Objective: Using the passage about Zawahiri's audiotape below, list the foreign-policy goals of Obama that it says Al Qaeda has adjusted to.

## BEGIN Source passage

Desperation led Zawahiri to lash out at Obama on a recent audiotape. Al Qaeda has plenty to be nervous about.

Barack Obama did not have to wait long before receiving a major warning from Al Qaeda. Last month an audio recording appeared on militant Web sites in which Ayman al-Zawahiri, the group's main ideologue, warned the president-elect against pursuing military actions in Muslim countries. While the tape was supposedly about Obama, it was actually much more revealing about the current state of Al Qaeda. It showed how quickly the group has adjusted to Obama's foreign-policy goals—pulling U.S. troops out of Iraq, reaching a deal with Iran and refocusing America's war on terror on destroying the jihadists' sanctuaries on the Afghan-Pakistani border. Above all, it revealed how defensive the group has become.

The shift in the U.S. military policy promised by Obama has already begun to be implemented by Defense Secretary Robert Gates, who will keep his job in the new administration. Strikes by Predator drones in the Afghan border region are becoming more efficient by the day, decimating the jihadists, who are already weakened by internecine conflicts.

Defusing that lethal danger has become a question of life or death for Zawahiri and his friends (Osama bin Laden has vanished from public view). This desperation is probably what led the Qaeda ideologist to lash out at Obama in the audiotape. Al Qaeda certainly has plenty to be nervous about these days. Obama, of course, is to be the first black president of the United States, not to mention the first with a Muslim father and a middle name of Hussein. As such, he stands a good chance of restoring U.S. popularity internationally, especially in developing countries, where U.S. standing reached an all-time low under George W. Bush. Zawahiri has tried to ward off these dangers by launching a campaign of snigger and slander. On the tape, he quoted from Malcolm X's autobiography to label Obama a "house Negro"—that is, an Uncle Tom, whom Malcolm X contrasted to the "field Negro," the embodiment of colonial exploitation and the bearer of revolution.

Playing the race card may well backfire on Zawahiri. In Arabic, the Qaeda leader disparaged Obama as abid, a very derogatory term meaning "slave." The use of this term by a white Egyptian aristocrat may play well in the Arab world, but it won't in Muslim countries south of Egypt, which are all too familiar with Arab racism. It certainly won't boost Al Qaeda's credentials among African Muslims. Indeed, the term was a bad blunder—and another sign of Zawahiri's increasing defensiveness.

## END Source passage
## BEGIN Dataset extract

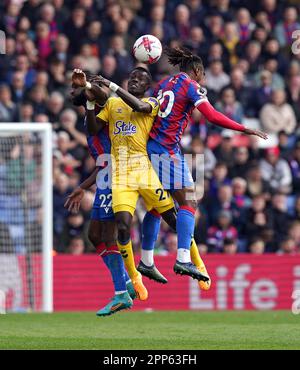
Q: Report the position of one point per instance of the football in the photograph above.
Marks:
(147, 49)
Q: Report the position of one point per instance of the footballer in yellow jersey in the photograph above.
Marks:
(132, 173)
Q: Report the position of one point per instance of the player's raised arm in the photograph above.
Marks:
(220, 119)
(94, 94)
(135, 85)
(74, 199)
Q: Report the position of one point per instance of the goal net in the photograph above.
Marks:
(25, 217)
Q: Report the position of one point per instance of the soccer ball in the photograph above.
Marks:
(147, 49)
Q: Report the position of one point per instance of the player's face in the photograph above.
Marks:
(138, 83)
(76, 95)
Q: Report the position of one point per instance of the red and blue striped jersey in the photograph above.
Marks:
(178, 96)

## END Dataset extract

Exercise response:
- Pulling U.S. troops out of Iraq
- Reaching a deal with Iran
- Refocusing America's war on terror on destroying the jihadists' sanctuaries on the Afghan-Pakistani border